About this exercise
Quote exactly the lines running from the line with "Indicate the rabbit" to the end of the entries, including both, and nothing else.

Referring expression pointing data:
————
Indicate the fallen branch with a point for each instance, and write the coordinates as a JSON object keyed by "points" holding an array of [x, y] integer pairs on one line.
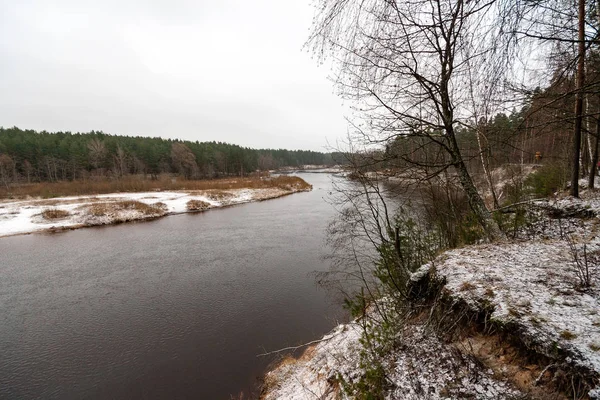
{"points": [[294, 348]]}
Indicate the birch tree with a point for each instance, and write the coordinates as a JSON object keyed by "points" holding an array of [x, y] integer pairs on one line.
{"points": [[406, 67]]}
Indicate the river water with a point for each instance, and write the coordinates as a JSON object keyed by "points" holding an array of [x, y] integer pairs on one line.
{"points": [[173, 308]]}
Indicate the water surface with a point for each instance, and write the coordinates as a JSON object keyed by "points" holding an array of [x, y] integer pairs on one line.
{"points": [[174, 308]]}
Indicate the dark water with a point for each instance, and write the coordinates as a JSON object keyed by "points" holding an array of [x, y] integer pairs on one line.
{"points": [[174, 308]]}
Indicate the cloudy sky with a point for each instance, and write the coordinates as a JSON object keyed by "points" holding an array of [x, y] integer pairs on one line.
{"points": [[227, 70]]}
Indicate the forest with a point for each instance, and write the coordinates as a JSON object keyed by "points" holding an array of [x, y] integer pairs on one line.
{"points": [[28, 156]]}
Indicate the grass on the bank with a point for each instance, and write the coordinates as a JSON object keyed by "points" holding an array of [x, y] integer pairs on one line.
{"points": [[55, 213], [139, 184], [103, 209]]}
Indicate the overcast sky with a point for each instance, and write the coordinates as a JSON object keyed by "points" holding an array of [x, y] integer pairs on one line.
{"points": [[227, 70]]}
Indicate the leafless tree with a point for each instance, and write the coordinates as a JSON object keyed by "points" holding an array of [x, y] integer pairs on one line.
{"points": [[184, 160], [97, 152], [408, 67], [7, 168]]}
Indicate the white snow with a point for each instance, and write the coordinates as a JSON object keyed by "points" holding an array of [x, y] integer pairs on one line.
{"points": [[531, 284], [425, 368], [24, 216]]}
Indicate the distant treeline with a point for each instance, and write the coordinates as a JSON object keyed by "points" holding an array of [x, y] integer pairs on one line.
{"points": [[30, 156]]}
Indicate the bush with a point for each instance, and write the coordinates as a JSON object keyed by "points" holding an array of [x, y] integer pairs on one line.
{"points": [[102, 209], [547, 180], [55, 213], [197, 205]]}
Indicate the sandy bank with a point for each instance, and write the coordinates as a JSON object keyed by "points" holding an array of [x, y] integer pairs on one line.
{"points": [[39, 215]]}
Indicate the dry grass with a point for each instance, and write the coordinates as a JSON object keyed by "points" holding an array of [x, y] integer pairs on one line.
{"points": [[55, 213], [568, 335], [218, 195], [103, 209], [197, 205], [139, 184]]}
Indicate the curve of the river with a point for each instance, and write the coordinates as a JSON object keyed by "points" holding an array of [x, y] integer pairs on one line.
{"points": [[173, 308]]}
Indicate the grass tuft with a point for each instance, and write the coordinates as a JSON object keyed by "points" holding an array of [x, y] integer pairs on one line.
{"points": [[103, 209], [55, 213], [135, 183], [197, 205]]}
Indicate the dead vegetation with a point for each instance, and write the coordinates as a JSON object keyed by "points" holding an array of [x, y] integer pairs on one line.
{"points": [[139, 184], [111, 208], [55, 213], [197, 205]]}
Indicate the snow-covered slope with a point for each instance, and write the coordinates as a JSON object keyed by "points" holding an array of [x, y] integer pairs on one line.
{"points": [[26, 216]]}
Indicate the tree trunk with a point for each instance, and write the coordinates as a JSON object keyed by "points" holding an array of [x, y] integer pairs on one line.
{"points": [[578, 101], [593, 166], [486, 171]]}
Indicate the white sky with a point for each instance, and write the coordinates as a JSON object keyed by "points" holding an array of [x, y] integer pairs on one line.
{"points": [[226, 70]]}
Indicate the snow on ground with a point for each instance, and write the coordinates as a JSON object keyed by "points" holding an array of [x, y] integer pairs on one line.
{"points": [[531, 285], [536, 284], [309, 377], [425, 368], [25, 216]]}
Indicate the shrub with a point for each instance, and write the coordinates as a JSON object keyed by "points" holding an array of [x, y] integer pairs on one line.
{"points": [[102, 209], [197, 205], [547, 180], [55, 213]]}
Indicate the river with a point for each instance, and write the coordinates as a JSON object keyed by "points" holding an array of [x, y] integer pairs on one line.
{"points": [[173, 308]]}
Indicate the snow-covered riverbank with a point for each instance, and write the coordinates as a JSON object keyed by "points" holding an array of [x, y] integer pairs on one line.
{"points": [[540, 298], [35, 215]]}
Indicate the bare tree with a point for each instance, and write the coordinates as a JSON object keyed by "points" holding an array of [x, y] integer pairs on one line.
{"points": [[406, 65], [120, 161], [184, 160], [7, 168]]}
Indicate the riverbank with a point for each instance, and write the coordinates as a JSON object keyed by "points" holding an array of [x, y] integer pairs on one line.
{"points": [[509, 320], [31, 215]]}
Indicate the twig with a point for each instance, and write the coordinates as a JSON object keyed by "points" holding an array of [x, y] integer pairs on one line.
{"points": [[293, 348], [539, 378]]}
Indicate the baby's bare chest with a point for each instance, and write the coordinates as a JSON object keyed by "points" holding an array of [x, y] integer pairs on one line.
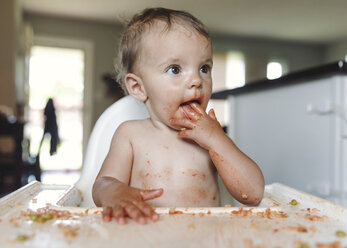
{"points": [[157, 162]]}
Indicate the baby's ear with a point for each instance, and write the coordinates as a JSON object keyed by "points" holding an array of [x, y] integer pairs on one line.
{"points": [[135, 87]]}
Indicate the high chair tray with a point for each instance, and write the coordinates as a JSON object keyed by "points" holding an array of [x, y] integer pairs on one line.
{"points": [[39, 215]]}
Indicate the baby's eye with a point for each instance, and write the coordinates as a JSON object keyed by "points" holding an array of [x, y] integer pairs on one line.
{"points": [[174, 69], [205, 69]]}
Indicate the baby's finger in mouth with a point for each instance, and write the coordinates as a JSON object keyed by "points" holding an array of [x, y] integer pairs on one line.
{"points": [[192, 114]]}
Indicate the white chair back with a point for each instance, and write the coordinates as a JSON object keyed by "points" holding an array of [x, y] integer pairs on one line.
{"points": [[127, 108]]}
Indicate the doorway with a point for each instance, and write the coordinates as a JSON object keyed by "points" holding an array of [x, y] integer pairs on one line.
{"points": [[57, 73]]}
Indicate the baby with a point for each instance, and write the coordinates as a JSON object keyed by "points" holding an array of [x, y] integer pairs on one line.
{"points": [[172, 158]]}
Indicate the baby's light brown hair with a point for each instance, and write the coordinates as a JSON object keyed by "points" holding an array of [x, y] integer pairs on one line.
{"points": [[131, 38]]}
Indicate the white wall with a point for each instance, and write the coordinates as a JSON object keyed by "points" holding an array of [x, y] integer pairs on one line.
{"points": [[336, 51]]}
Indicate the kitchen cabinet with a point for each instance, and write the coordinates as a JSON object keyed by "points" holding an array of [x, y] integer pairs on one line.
{"points": [[295, 128]]}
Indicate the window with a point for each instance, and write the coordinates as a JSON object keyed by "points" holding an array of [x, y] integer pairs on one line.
{"points": [[274, 70], [235, 70]]}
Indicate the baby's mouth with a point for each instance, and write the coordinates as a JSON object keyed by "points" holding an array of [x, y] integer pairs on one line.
{"points": [[188, 105]]}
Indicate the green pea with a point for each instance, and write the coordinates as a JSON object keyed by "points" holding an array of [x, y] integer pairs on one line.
{"points": [[22, 237], [340, 234], [47, 217], [34, 217], [293, 202], [40, 219]]}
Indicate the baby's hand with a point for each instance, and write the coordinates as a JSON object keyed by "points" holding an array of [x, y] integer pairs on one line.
{"points": [[129, 202], [198, 126]]}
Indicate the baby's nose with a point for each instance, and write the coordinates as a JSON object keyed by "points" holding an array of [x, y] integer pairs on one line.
{"points": [[195, 81]]}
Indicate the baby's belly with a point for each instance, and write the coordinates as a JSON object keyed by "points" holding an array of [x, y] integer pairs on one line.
{"points": [[198, 192]]}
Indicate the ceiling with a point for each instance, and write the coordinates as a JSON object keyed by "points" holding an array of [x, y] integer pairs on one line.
{"points": [[315, 21]]}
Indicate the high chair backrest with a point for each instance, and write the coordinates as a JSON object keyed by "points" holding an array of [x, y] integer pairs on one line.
{"points": [[127, 108]]}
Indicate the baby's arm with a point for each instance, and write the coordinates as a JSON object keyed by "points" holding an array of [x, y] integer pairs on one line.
{"points": [[111, 190], [241, 175]]}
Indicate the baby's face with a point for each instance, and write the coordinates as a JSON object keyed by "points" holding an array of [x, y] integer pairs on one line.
{"points": [[175, 68]]}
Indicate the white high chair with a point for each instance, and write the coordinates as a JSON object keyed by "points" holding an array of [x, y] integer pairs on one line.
{"points": [[127, 108]]}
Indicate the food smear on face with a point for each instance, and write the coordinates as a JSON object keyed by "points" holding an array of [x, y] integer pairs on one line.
{"points": [[183, 112]]}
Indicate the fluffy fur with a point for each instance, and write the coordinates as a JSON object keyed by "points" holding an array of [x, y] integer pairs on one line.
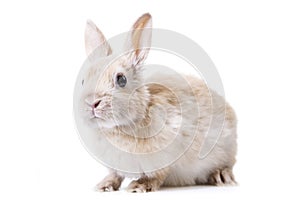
{"points": [[131, 117]]}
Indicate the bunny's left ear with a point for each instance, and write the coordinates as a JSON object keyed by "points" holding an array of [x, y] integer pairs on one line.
{"points": [[95, 42], [139, 39]]}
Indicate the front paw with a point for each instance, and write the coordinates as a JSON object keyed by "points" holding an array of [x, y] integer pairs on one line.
{"points": [[141, 187], [105, 186]]}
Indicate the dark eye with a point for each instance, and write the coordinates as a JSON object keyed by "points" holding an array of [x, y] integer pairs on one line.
{"points": [[121, 80]]}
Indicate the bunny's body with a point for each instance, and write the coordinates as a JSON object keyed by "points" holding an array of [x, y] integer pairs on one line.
{"points": [[151, 111]]}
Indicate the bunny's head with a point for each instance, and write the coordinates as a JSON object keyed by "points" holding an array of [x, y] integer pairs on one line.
{"points": [[112, 91]]}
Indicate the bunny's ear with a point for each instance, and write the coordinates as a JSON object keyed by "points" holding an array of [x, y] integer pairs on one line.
{"points": [[139, 39], [94, 39]]}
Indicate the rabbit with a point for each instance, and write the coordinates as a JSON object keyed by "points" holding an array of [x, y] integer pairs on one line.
{"points": [[140, 112]]}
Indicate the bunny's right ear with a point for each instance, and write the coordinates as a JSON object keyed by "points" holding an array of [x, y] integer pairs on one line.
{"points": [[139, 39], [94, 39]]}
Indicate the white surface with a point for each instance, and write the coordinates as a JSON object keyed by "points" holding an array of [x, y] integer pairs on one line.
{"points": [[255, 46]]}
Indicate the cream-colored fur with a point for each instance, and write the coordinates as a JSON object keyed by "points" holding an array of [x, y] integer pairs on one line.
{"points": [[153, 111]]}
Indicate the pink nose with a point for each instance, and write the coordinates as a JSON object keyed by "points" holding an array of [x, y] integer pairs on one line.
{"points": [[96, 103]]}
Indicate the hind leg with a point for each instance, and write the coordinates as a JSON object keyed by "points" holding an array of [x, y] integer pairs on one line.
{"points": [[221, 177]]}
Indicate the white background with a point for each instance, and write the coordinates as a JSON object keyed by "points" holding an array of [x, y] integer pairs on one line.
————
Task result
Indicate the rabbit with a point for each instance, and write the coordinates as a JSON object keyed by "points" holding an array of [x, y] integer pairs on one line.
{"points": [[140, 112]]}
Indicate the bunny's right ear with a point for each instance, and write the coordinates as a JSON object keyed by "points" holding an array of [x, y] integer pairs on one line.
{"points": [[139, 39], [94, 39]]}
Indicate the white surface with a point for each instance, and write the coordinates as a JSON object keyed by "points" holding an array of [x, y] integer pairs on one line.
{"points": [[255, 46]]}
Indicate the cream-colored fur with a point for each instance, and write the coordinates as a JSON object keyed by "points" holding an array of [x, y] integer pairs on one line.
{"points": [[153, 111]]}
Indicate the pink nose with a point for each instance, and write the coordinates as a JSON object keyed by "points" holding an array of [x, y] integer pairs on one line.
{"points": [[96, 103]]}
Indicate the hind leg with a point for each instance, and write the coordinates as a JSON object keyed by "points" holding an array of [x, y] integer pairs on one line.
{"points": [[221, 177]]}
Indicate the white background with a point for each instance, and write the coordinates as a JSON object keyed by "points" holding an array of [x, y] integer pairs on one line.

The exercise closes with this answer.